_SET EXERCISE 1_.
According to the passage on Ogiek land rights, in what year were all schools in Eastern Mau closed?
_SET EXERCISE 2_.
Report every line of the entries that contains the string "shirt", matching case exactly.

_DOCUMENT EXCERPT_.
▶
Encroachment of Ogiek lands by fellow Africans started in 1958 when identity cards were issued to Africans for the second time.  Some members of the Kalenjin tribe registered themselves as Ogiek in the hope that this would grant them a stake in the Ogiek claims to their ancestral lands.

In the first 15 years of independence the Kenya government did not interfere with the Ogiek.  Independent Kenya’s government first started harassment of the Ogiek in 1977.  In this year government forces, led by the Rift Valley Provincial Commissioner invaded Mau West forest.  They torched the houses occupied by the Ogiek, confiscated and arrested members of the community who were then arraigned before the court on charges of being illegal squatters in the forest.  This rendered many families destitute due to loss of animals and property; parents who had children in school were unable to pay school fees forcing the children to drop out. During this period most Ogiek lived in abject poverty and could not speak for themselves.


After a decade of President Moi in office, the Government banned the keeping of livestock and carrying out of farming activities in forests.  This ban was applied selectively and targeted only the Ogiek and other non-Kalenjin communities.  Following this ban, all schools in Eastern Mau were closed in 1989.  This affected 500 Ogiek school children that had no alternative schools to go to. This alone has raised illiteracy level from the previous estimates of 78% to a record 91%, which is believed to be highest in the Country. Today Ogiek are the worst hit by illiteracy level coupled with ignorance and poverty as result of very poor economic base that cannot support better living standards. More than 80% of the Ogiek live in abject poverty. Ironically, during the same period the government initiated a settlement scheme in Ndoinet, Mau West.  Members of the Kipsigis community were settled alongside the Ogiek.  The Ogiek refused to participate in this scheme. This explains why Kipsigis community benefited much on Land redistribution in South-Western Mau to the advantage of the minority Ogiek why by then are dominated in all spheres of influence.

Starting from 1993, the Kenya Government has systematically carved out huge parts of Mau forest for settlement of people from other communities who perceived to be politically correct from the larger Kalenjin community, with approval from the state.  This has caused constant conflict between the Ogiek who see the destruction of their forests and the alienation of their lands as a continued threat to their existence.

The Ogiek have not been passive to these negative developments.  Through their elders, the people have made strenuous efforts to defend their rights.  In 1996, the community engaged an advocate to assist them in pursuing their rights through legal channels.  As a first step, a memorandum was prepared and circulated to all Members of Parliament in Nov. 1996. Dissatisfied with how parliament handled the Ogiek land question, the Ogiek filed a constitutional land suit in June 1997.  This case is still pending in the High Court. The community continues to seek justice through other legal suits as well as by lobbying. During this period harassment of Ogiek leaders involved with the suit intensified with the number of arbitrary arrests rising to a record 64 in 1 weeks. This has been the hardest and the most terrifying periods in the History of the Ogiek struggles, which has been, coupled with massive arrests, demonstrations as a means of securing basic human rights. The period has also been characterized by historic constitutional, political and legal reforms in a poor and depressed Ogiek economy.
◀
_RECORD EXCERPTS_.
▶
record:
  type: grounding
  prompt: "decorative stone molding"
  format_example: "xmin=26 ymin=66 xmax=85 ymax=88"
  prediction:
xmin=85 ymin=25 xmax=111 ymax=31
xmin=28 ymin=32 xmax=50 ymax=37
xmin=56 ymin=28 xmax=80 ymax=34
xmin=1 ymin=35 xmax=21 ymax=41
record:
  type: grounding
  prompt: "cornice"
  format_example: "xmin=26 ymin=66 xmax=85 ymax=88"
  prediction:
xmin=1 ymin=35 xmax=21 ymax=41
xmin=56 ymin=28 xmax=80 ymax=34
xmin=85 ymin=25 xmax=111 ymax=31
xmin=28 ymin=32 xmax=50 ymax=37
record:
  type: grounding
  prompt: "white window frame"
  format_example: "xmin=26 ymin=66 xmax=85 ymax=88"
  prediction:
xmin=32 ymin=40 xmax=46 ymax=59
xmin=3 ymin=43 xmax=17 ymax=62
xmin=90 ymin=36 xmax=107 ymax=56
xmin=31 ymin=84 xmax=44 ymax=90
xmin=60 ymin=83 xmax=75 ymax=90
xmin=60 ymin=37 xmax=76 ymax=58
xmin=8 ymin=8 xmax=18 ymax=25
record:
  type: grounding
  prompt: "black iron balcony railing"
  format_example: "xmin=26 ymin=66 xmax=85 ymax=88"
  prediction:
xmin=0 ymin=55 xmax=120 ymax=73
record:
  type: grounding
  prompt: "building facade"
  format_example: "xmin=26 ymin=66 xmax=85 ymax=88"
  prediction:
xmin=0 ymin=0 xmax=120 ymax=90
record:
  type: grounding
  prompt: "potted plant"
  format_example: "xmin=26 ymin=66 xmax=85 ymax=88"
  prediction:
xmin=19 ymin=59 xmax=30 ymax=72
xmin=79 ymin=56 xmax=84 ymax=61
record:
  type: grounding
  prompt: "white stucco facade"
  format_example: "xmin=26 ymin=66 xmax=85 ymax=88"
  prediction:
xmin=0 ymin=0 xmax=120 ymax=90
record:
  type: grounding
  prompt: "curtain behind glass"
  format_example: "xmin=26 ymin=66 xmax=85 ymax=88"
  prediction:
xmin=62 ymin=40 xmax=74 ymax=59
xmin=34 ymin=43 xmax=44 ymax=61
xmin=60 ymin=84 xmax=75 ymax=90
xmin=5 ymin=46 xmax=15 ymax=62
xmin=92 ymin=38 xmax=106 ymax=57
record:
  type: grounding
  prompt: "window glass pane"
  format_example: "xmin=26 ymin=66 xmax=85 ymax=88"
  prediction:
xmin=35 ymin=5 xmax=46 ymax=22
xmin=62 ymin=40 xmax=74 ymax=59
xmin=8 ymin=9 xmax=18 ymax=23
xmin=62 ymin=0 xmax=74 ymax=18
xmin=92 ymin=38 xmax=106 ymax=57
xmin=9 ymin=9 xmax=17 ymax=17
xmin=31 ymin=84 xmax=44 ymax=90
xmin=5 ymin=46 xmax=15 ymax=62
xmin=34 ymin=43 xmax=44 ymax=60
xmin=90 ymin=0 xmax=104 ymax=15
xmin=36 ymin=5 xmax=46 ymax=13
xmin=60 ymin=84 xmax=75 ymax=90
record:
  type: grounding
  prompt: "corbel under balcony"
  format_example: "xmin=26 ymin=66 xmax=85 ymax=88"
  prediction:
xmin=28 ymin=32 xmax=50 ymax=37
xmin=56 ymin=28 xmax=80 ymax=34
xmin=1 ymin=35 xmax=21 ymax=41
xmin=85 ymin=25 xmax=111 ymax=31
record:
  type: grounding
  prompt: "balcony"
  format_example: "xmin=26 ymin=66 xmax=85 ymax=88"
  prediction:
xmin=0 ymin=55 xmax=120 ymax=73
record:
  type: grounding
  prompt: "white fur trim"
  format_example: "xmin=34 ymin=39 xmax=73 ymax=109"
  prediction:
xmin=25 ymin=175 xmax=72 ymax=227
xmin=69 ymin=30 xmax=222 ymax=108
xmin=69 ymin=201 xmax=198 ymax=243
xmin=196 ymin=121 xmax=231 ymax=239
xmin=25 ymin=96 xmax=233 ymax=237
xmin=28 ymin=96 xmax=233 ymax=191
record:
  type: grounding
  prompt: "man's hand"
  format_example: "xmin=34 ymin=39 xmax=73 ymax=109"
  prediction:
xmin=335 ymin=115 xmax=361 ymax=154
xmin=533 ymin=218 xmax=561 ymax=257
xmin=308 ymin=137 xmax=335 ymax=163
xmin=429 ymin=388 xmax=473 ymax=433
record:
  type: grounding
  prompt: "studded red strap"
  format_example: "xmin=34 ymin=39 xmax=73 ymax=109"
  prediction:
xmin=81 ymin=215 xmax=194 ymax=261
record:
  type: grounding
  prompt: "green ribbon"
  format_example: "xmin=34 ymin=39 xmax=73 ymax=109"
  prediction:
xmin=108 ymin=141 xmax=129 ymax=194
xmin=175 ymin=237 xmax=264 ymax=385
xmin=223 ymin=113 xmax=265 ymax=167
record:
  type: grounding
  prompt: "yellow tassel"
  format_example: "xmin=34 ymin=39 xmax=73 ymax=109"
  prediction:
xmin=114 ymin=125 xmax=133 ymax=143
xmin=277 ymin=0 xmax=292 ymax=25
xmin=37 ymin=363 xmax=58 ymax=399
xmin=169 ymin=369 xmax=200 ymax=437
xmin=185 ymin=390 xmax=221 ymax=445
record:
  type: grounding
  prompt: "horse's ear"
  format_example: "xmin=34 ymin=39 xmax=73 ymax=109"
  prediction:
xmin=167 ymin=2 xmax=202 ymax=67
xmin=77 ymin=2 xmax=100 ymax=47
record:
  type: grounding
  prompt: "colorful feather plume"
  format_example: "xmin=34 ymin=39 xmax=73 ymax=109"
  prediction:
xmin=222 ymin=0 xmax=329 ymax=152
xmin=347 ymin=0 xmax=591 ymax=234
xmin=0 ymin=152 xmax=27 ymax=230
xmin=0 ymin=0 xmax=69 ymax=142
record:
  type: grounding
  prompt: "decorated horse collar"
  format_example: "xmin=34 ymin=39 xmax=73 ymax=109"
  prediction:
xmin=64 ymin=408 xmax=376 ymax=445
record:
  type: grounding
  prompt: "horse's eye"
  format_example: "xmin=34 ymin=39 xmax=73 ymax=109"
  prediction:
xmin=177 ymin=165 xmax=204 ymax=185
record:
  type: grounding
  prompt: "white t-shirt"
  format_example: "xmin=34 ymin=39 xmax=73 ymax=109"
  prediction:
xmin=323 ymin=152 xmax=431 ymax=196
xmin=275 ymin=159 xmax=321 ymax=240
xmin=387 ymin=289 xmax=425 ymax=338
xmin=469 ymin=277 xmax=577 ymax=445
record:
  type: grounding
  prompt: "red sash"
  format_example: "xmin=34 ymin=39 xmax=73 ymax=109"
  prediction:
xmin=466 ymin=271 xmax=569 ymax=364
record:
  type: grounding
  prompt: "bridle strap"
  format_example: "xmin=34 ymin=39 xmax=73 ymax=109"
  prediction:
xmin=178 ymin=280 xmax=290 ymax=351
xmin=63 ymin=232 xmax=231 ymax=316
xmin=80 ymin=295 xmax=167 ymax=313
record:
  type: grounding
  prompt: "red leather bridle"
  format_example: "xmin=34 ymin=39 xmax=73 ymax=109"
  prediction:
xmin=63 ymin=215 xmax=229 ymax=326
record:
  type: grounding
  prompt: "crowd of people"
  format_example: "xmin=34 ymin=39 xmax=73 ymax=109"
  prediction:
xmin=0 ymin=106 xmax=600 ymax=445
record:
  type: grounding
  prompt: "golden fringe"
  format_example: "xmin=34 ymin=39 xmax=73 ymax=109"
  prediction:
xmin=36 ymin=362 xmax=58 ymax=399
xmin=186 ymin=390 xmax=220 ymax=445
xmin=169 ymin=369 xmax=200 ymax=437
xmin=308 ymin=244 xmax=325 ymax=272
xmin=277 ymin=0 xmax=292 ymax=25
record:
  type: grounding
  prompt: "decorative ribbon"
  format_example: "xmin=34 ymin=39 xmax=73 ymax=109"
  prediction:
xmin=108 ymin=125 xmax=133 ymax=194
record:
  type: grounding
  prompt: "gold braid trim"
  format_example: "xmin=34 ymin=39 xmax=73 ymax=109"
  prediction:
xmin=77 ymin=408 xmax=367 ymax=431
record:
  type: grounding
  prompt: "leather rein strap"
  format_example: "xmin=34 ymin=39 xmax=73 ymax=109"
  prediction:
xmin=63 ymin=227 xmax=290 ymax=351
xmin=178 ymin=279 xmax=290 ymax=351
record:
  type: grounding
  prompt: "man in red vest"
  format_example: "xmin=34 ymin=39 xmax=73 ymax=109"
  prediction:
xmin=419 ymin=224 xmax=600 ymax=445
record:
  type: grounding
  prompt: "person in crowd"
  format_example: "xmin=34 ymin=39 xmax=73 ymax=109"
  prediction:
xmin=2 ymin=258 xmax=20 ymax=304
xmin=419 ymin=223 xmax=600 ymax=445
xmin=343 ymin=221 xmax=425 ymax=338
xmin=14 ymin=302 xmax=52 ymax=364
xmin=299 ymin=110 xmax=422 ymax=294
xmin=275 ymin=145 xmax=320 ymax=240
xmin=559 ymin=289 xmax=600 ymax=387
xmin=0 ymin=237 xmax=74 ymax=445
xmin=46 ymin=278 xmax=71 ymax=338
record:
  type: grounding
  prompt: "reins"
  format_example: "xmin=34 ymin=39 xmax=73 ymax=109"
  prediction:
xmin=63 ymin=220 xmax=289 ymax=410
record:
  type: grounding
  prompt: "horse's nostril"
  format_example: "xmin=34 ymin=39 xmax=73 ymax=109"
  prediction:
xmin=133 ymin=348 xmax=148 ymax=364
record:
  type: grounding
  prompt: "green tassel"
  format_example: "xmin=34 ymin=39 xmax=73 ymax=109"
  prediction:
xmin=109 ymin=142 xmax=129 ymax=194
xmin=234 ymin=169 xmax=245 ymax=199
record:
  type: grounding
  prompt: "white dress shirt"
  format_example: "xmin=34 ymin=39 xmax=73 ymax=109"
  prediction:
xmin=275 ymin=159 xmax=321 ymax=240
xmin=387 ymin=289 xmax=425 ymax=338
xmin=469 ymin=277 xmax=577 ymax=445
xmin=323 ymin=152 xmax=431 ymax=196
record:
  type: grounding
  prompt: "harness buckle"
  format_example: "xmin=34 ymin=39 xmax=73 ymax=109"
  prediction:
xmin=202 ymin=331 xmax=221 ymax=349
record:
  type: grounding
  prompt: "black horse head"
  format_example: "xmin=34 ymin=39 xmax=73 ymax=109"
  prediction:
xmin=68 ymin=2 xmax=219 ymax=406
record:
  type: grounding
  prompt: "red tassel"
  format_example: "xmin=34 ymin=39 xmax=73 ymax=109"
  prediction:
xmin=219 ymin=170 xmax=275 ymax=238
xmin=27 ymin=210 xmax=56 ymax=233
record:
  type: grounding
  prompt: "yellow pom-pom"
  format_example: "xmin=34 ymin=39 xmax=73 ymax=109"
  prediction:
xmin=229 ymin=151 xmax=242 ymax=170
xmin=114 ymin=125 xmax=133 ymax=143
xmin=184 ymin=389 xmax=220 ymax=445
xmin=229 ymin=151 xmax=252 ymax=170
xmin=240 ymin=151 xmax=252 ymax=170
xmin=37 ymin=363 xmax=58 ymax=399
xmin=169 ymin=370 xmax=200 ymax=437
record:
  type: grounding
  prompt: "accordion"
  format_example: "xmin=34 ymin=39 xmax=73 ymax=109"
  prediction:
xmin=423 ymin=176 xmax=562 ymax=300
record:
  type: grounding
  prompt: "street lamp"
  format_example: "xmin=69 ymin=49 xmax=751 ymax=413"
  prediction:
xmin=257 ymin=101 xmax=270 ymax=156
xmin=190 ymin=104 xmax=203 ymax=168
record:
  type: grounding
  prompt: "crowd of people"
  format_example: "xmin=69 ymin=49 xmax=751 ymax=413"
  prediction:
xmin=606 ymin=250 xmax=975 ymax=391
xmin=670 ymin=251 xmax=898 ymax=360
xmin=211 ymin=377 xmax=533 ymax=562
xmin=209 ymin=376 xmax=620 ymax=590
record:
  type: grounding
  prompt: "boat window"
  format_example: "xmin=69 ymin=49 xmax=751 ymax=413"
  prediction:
◀
_CORRECT OUTPUT 1_.
1989

_CORRECT OUTPUT 2_.
  prompt: "white t-shirt"
  prompt: "white dress shirt"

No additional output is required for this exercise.